WHAT NEEDS TO BE DONE:
Please rewrite the listing below, changing every "soil" to "sand" and leaving everything else as it is. Omit the pictures from your version.
☆ ☆ ☆ ☆ ☆ ☆ ☆
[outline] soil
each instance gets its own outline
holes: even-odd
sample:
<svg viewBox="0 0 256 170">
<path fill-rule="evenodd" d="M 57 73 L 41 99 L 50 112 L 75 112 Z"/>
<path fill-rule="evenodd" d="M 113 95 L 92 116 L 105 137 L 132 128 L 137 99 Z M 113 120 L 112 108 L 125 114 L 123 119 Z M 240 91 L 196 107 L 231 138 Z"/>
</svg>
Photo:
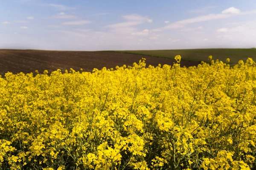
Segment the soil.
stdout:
☆ ☆ ☆ ☆ ☆ ☆ ☆
EXPECTED ANSWER:
[outline] sand
each instance gets its own outline
holes: even-odd
sample:
<svg viewBox="0 0 256 170">
<path fill-rule="evenodd" d="M 57 73 L 41 99 L 50 112 L 75 112 Z"/>
<path fill-rule="evenodd" d="M 113 95 L 92 116 L 105 137 L 132 128 L 137 99 Z M 113 120 L 112 108 L 125 114 L 123 119 Z M 240 91 L 196 107 L 231 138 Z"/>
</svg>
Photo:
Segment the sand.
stdout:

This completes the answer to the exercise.